━━ Data for processing ━━

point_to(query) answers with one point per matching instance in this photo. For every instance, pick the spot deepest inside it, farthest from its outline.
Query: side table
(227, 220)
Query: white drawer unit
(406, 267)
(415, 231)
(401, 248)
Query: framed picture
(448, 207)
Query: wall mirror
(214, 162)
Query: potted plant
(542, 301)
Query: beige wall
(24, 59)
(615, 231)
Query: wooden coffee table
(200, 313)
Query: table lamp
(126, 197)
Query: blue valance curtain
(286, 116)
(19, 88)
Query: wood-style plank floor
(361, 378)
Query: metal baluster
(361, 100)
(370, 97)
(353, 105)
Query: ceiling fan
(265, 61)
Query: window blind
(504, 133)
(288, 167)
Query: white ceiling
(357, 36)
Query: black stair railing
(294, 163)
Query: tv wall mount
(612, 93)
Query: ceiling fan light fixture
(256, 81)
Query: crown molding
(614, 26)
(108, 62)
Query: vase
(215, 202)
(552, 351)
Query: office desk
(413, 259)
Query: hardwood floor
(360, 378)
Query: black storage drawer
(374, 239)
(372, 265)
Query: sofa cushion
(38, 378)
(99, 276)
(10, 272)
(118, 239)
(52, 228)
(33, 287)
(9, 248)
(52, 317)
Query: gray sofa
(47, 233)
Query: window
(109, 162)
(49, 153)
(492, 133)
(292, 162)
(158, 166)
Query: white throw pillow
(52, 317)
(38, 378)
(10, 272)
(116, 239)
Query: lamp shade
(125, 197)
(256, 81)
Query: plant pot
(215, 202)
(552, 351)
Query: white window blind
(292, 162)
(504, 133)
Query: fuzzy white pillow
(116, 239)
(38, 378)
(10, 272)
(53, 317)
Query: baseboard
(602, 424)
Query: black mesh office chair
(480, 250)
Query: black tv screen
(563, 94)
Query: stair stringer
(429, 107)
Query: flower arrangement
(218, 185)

━━━

§ Directions for this task
Render all of the rows above as a two-column CSV with the headers "target" and "coordinates", one line per row. Put each row's text and its answer in separate quoted fields, with line breaks replaced by spaces.

§ Solution for this task
target,coordinates
"point_to(query) answers with one point per matching instance in this photo. For every instance, pick the spot deepest inside it, farthest from its outline. Query: side table","(227, 220)"
"Query: white drawer unit","(406, 267) (415, 231) (401, 248)"
"Query: framed picture","(448, 207)"
"Query: wall mirror","(214, 162)"
"Query: potted plant","(542, 301)"
"Query: beige wall","(24, 59) (615, 231)"
"Query: wooden coffee table","(200, 313)"
"Query: table lamp","(126, 197)"
"Query: blue valance curtain","(286, 116) (19, 88)"
"Query: wood-style plank floor","(361, 378)"
"Query: metal baluster","(361, 100) (370, 97) (353, 105)"
"Query: ceiling fan","(265, 61)"
"Query: window blind","(504, 133) (288, 167)"
"Query: white ceiling","(357, 36)"
"Query: black stair railing","(294, 163)"
"Query: tv wall mount","(612, 93)"
"Query: ceiling fan light fixture","(256, 81)"
"Query: crown molding","(614, 26) (108, 62)"
"Query: vase","(215, 202) (552, 351)"
"Query: office desk","(413, 259)"
"Query: hardwood floor","(360, 378)"
"Query: black storage drawer","(374, 239) (372, 265)"
"Query: sofa cushion","(38, 378) (99, 276) (10, 272) (118, 239) (52, 228) (33, 287) (9, 248) (52, 317)"
"Query: gray sofa","(47, 233)"
"Query: window","(109, 162) (49, 153) (492, 133) (292, 162) (158, 166)"
"Query: white throw pillow","(52, 317) (38, 378) (10, 272) (116, 239)"
"Query: lamp shade","(125, 197) (256, 81)"
"Query: plant pot","(215, 202) (552, 351)"
"Query: white window blind","(292, 162) (504, 133)"
"Query: fuzzy white pillow","(116, 239) (38, 378) (10, 272) (53, 317)"
"Query: baseboard","(602, 424)"
"Query: black mesh office chair","(480, 250)"
"Query: black tv screen","(563, 94)"
"Query: stair stringer","(429, 107)"
"Query: flower arrangement","(218, 185)"